*REQUIRED TASK:* Put all of the records below into a numbered list, leaving out any blank lines. Don't include the pictures in your answer.

** Begin MATERIAL PROVIDED **

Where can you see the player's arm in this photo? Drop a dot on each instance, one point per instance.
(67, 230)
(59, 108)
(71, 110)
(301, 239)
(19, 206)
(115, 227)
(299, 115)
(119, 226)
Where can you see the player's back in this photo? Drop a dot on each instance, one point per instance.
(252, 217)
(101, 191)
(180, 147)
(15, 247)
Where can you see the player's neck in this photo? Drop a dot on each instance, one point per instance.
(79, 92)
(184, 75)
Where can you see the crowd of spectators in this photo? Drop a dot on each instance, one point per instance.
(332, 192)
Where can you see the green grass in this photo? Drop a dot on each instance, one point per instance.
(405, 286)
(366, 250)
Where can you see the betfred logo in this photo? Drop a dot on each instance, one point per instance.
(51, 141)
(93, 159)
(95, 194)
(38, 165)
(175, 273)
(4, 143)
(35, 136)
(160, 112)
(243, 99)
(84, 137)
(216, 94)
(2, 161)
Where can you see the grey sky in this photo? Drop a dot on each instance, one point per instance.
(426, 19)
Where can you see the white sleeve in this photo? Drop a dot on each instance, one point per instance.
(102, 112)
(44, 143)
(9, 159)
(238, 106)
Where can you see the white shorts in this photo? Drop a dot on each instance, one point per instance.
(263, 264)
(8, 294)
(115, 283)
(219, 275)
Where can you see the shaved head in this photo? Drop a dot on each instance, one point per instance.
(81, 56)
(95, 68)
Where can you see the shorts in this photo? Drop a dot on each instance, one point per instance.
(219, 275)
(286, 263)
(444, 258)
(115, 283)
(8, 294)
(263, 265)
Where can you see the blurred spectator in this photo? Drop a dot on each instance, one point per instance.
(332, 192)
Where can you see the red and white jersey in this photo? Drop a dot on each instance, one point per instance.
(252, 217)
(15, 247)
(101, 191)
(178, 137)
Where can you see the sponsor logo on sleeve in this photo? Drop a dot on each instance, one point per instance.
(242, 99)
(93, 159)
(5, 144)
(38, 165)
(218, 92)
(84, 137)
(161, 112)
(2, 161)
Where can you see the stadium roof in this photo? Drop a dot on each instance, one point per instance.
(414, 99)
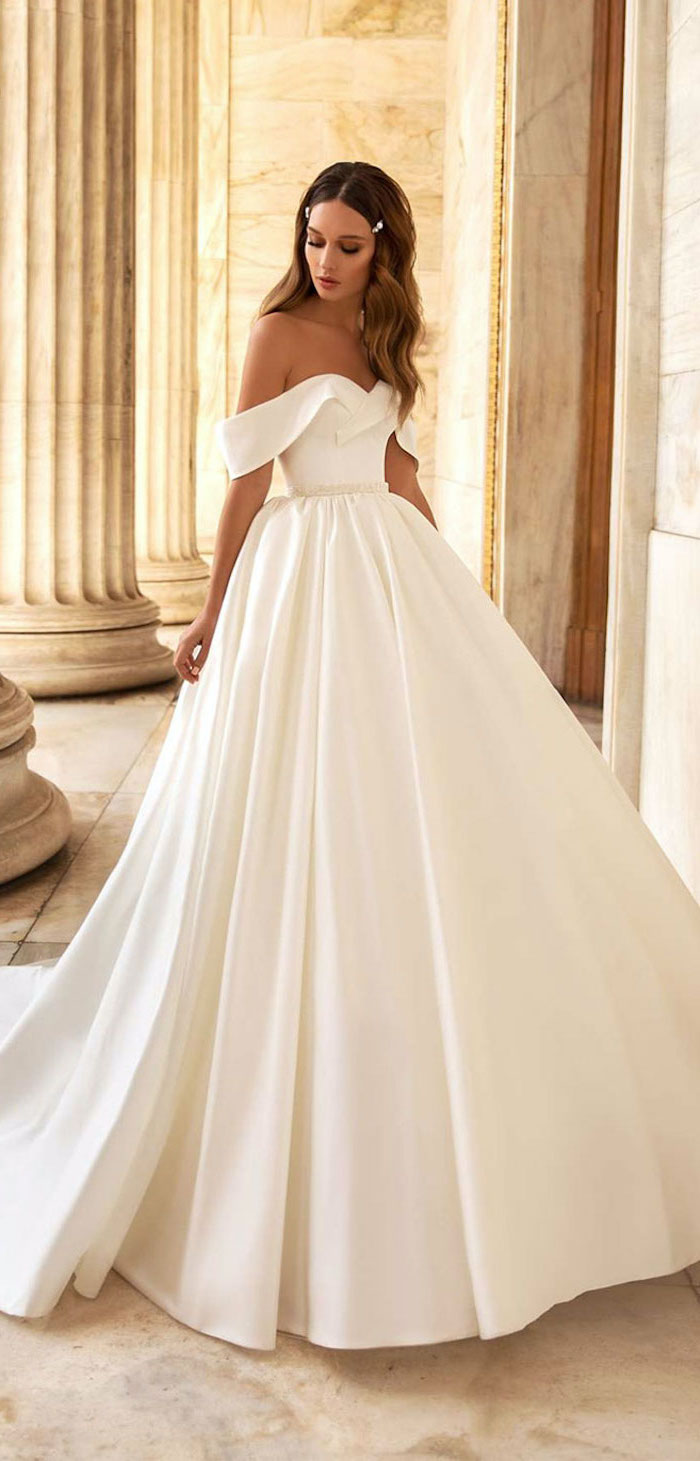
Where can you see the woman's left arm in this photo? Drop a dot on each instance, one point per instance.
(399, 472)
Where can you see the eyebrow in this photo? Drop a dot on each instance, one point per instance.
(312, 230)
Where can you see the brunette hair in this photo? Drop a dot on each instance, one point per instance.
(393, 319)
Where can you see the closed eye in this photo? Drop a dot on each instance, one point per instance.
(344, 250)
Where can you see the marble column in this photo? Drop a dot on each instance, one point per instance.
(72, 617)
(168, 566)
(34, 814)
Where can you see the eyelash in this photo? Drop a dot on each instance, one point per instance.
(344, 250)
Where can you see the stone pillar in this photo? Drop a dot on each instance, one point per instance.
(72, 618)
(168, 566)
(34, 814)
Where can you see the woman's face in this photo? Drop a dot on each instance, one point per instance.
(339, 246)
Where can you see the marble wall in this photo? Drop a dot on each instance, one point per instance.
(545, 319)
(303, 86)
(670, 779)
(461, 427)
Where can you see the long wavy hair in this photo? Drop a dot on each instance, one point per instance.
(393, 319)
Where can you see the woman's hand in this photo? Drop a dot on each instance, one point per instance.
(199, 633)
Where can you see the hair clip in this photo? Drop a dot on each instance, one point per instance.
(377, 225)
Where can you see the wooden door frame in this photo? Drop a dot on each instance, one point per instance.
(585, 647)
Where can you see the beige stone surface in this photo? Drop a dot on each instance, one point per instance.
(633, 478)
(670, 780)
(168, 566)
(611, 1374)
(72, 617)
(461, 440)
(303, 88)
(545, 322)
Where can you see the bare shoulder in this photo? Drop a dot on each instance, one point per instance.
(268, 360)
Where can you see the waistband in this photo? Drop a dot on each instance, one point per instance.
(336, 488)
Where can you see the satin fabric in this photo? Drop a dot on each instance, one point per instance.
(385, 1029)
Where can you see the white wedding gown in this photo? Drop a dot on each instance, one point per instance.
(385, 1029)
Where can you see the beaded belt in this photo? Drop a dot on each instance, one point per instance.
(300, 490)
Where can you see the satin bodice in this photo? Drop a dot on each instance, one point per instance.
(329, 434)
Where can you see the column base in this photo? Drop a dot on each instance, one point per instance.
(35, 815)
(85, 662)
(177, 588)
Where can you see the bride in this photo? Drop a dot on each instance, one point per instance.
(385, 1029)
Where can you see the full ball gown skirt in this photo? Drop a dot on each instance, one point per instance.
(385, 1029)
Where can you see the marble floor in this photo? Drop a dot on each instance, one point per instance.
(614, 1374)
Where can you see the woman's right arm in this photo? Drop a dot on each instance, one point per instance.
(263, 377)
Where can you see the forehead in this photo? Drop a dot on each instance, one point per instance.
(338, 221)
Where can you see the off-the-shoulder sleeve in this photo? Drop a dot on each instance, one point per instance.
(406, 439)
(260, 433)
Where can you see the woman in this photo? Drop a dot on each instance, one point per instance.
(386, 1026)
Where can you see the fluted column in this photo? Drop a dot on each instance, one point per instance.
(72, 617)
(167, 560)
(34, 814)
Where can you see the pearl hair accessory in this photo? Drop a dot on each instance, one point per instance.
(377, 225)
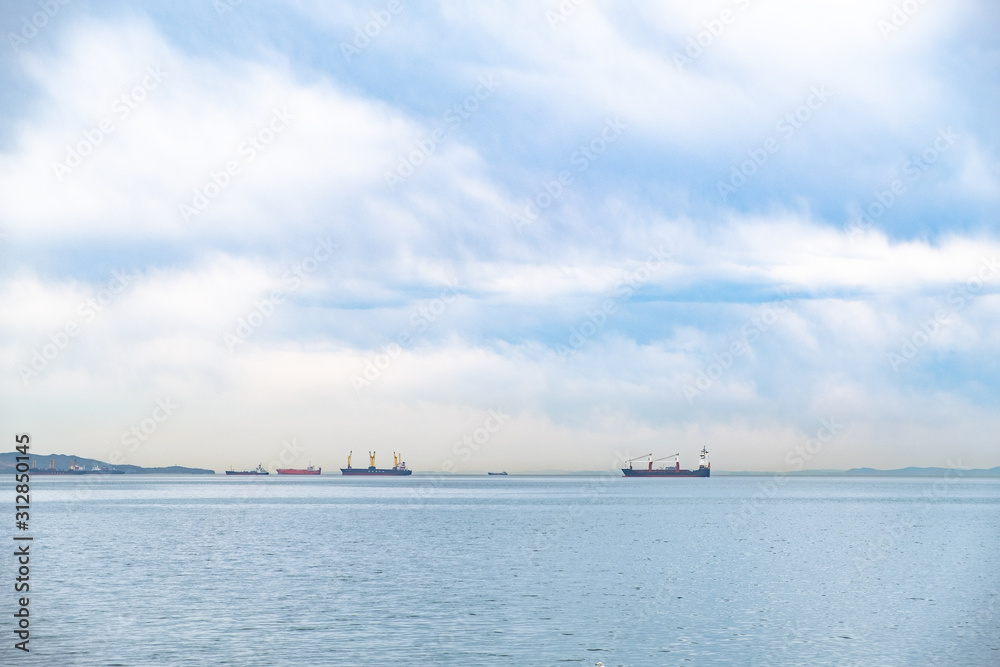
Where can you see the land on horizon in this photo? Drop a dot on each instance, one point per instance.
(62, 461)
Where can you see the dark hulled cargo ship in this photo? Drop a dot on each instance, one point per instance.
(258, 471)
(309, 470)
(704, 467)
(398, 467)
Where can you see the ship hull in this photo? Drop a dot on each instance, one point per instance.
(669, 472)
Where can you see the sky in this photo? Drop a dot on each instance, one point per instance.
(501, 236)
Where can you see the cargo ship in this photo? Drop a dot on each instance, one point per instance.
(398, 467)
(308, 470)
(259, 470)
(704, 467)
(74, 469)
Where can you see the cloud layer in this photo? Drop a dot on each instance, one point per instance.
(622, 228)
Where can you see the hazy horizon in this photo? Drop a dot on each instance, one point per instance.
(502, 238)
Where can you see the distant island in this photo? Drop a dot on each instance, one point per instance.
(61, 462)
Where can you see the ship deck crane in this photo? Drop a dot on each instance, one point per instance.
(629, 461)
(651, 460)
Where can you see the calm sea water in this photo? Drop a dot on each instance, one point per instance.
(142, 570)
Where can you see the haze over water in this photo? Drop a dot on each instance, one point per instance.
(514, 571)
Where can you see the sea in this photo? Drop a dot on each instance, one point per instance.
(507, 570)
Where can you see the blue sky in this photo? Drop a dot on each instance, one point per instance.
(568, 218)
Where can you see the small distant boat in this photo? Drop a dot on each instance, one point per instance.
(104, 470)
(398, 468)
(259, 470)
(308, 470)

** End MATERIAL PROVIDED **

*SOLUTION:*
1. Where can you see the player's arm in this photo? Drop a dot on each instance, one point per instance.
2. (67, 230)
3. (59, 108)
4. (71, 110)
5. (301, 239)
6. (19, 206)
7. (115, 227)
8. (299, 115)
9. (119, 226)
10. Where can you see the player's back in this photo? Drop a dot on each instance, one point per instance.
11. (252, 217)
12. (101, 191)
13. (180, 147)
14. (15, 247)
15. Where can you see the player's neck in this photo? Drop a dot on each instance, one point per instance.
16. (79, 92)
17. (184, 75)
18. Where can you see the crowd of spectators in this photo? Drop a dot on each instance, one point per instance.
19. (332, 192)
20. Where can you see the green grass in this photo? Drop a dot on each instance, one point per instance.
21. (405, 286)
22. (366, 250)
23. Where can you see the betfred logo in this photo? Drop a dot on each instance, one point per instance.
24. (51, 141)
25. (93, 159)
26. (95, 194)
27. (38, 165)
28. (175, 273)
29. (4, 143)
30. (35, 136)
31. (160, 112)
32. (243, 99)
33. (84, 137)
34. (216, 94)
35. (2, 161)
36. Where can you see the grey sky in this photo? Drop a dot on each instance, one point per instance.
37. (426, 19)
38. Where can you see the white sleeve in this photo? Drop a dot on each instance, one point per instance.
39. (102, 112)
40. (44, 143)
41. (9, 159)
42. (238, 106)
43. Where can you see the white shorts in this photo? Drop a dot on each instance, one point per instance.
44. (263, 264)
45. (8, 294)
46. (115, 283)
47. (219, 275)
48. Where can you see the shaved head in this photo? Drop a dot on each instance, one point per instance.
49. (81, 56)
50. (95, 68)
51. Where can you see the shorts in this photo? Drop a dot on each instance, one point per instance.
52. (219, 275)
53. (286, 263)
54. (444, 258)
55. (115, 283)
56. (8, 294)
57. (263, 265)
58. Where can you see the blurred spectator in this photo? Drop a dot on each instance, one point per instance.
59. (332, 192)
60. Where can you see the red and white jersey in this photo? Drop a dot on each instance, one point per instance.
61. (252, 217)
62. (15, 247)
63. (101, 191)
64. (178, 137)
65. Where can you see the sponsor logo on sleeve in this photo? Drop a dot on each instance, one point per instance.
66. (242, 99)
67. (93, 159)
68. (5, 144)
69. (38, 165)
70. (218, 92)
71. (84, 137)
72. (161, 112)
73. (2, 161)
74. Where can you see the stadium roof in this photo? Drop a dot on each instance, one point per instance.
75. (414, 99)
76. Where can you see the woman's left arm in this photo? Drop a dot on each instance, one point per instance.
77. (399, 472)
78. Where can you see the eyebrow in this photo? Drop a dot on each instance, one point per instance.
79. (312, 230)
80. Where can you see the brunette hair in this photo? Drop a dot on each instance, one point per instance.
81. (393, 319)
82. Where can you see the closed eye in this photo? Drop a dot on each instance, one point per instance.
83. (344, 250)
84. Where can you see the marble column in this photo? Drop a dot on each instance, one point per instance.
85. (72, 617)
86. (168, 566)
87. (34, 814)
88. Where can you see the eyelash in this photo? Drop a dot on each instance, one point per instance.
89. (344, 250)
90. Where can you see the stone pillar in this photo? Drop a dot on each instance, one point per instance.
91. (72, 618)
92. (168, 566)
93. (34, 814)
94. Where can you see the woman's face in this photo? Drop a dot on each instance, one point per instance.
95. (339, 246)
96. Where can you see the marble wall in this photo? Drop a dot on each instance, one point per instance.
97. (545, 319)
98. (303, 86)
99. (670, 779)
100. (461, 427)
101. Where can you see the long wavy hair in this photo? Drop a dot on each instance, one point per instance.
102. (393, 319)
103. Where can you see the woman's hand in this photo? Drop a dot on each instance, one point per instance.
104. (199, 633)
105. Where can you see the hair clip in this photo? Drop a dot on each instance, one point per instance.
106. (377, 225)
107. Where can you see the wooden door frame in this photo? Drop a dot on each instance, one point per instance.
108. (585, 647)
109. Where can you see the beige stone surface in this photo? Drop a dot on each instance, one point per instance.
110. (633, 478)
111. (670, 780)
112. (168, 566)
113. (611, 1374)
114. (72, 617)
115. (461, 440)
116. (303, 88)
117. (545, 322)
118. Where can you see the bare shoulder in this photo? Drop a dot on each instance, one point per instance.
119. (268, 360)
120. Where can you see the waistband in this photo? Drop a dot on each instance, one point per instance.
121. (336, 488)
122. Where can you see the satin fabric in this photo? Drop a dot on each instance, one point per instance.
123. (385, 1029)
124. Where can you see the white wedding gown in this photo? Drop a dot on each instance, one point per instance.
125. (385, 1029)
126. Where can you see the beaded belt in this photo? Drop a dot on each instance, one point per instance.
127. (300, 490)
128. Where can you see the satin bodice in this photo? Drop a dot on each instance, one point per instance.
129. (329, 434)
130. Where can you see the column base in this photo? Drop a dot on each instance, one point per instance.
131. (35, 815)
132. (85, 662)
133. (177, 588)
134. Where can you see the bride in this photo? Drop a dot on each instance, one point per instance.
135. (385, 1029)
136. Where can you see the full ball gown skirt in this photo? Drop a dot on each instance, one point per instance.
137. (385, 1029)
138. Where can you see the marble floor in this photo? Drop a dot on each instance, one point per instance.
139. (614, 1374)
140. Where can you see the woman's right arm in this photo? Drop a dot on each instance, one point per instance.
141. (263, 377)
142. Where can you see the forehead in this photo? Drop a dot on each instance, one point per instance.
143. (338, 221)
144. Where can you see the off-the-shoulder sleeve in this photo? Drop a dot on each instance, one point per instance.
145. (406, 439)
146. (260, 433)
147. Where can you see the woman in this photo? Drop a dot on each instance, one point per instance.
148. (386, 1026)
149. Where can you see the fluted column in this photo? Drop a dot on each instance, one point per instance.
150. (72, 617)
151. (167, 560)
152. (34, 814)
153. Where can you see the pearl hair accessory in this photo? Drop a dot on each instance, one point per instance.
154. (377, 225)
155. Where can you see the land on horizon in this photo? Drop a dot on each instance, one point per instance.
156. (62, 461)
157. Where can you see the dark hulled cargo ship in this photo? Drop a dot on each instance, one point per instance.
158. (258, 471)
159. (309, 470)
160. (704, 467)
161. (398, 467)
162. Where can you see the ship hull in this photo? Drop a dot on each instance, one point per instance.
163. (669, 472)
164. Where can you see the sky in this photo? Drop a dot on each instance, one point per instance.
165. (501, 236)
166. Where can you see the cargo ship in this photo? Drop a dot on each instance, one point per instance.
167. (398, 467)
168. (308, 470)
169. (259, 470)
170. (704, 467)
171. (74, 469)
172. Where can you see the cloud layer in this photo? Drop a dot on each instance, one point per instance.
173. (622, 228)
174. Where can you see the hazy horizon in this photo? Drop a dot on each instance, one point per instance.
175. (502, 238)
176. Where can you see the distant island in this photo? Drop a dot on each instance, one point per instance.
177. (61, 462)
178. Where can you see the ship deck crane in this photo? Drop a dot on each instance, one point per instance.
179. (629, 461)
180. (651, 460)
181. Where can you see the calm sea water in this photo? Drop a dot on each instance, one point per instance.
182. (142, 570)
183. Where can you see the haze over water in this photo? Drop a dot on each instance, one point per instance.
184. (514, 571)
185. Where can you see the sea in this photo? Drop a dot on each instance, one point per instance.
186. (507, 570)
187. Where can you see the blue sky in this photo? Drop a dot on each instance, one point per instance.
188. (568, 218)
189. Where can you see the small distant boat in this photo? Drop a dot on each instance, one point per instance.
190. (104, 470)
191. (398, 468)
192. (259, 470)
193. (308, 470)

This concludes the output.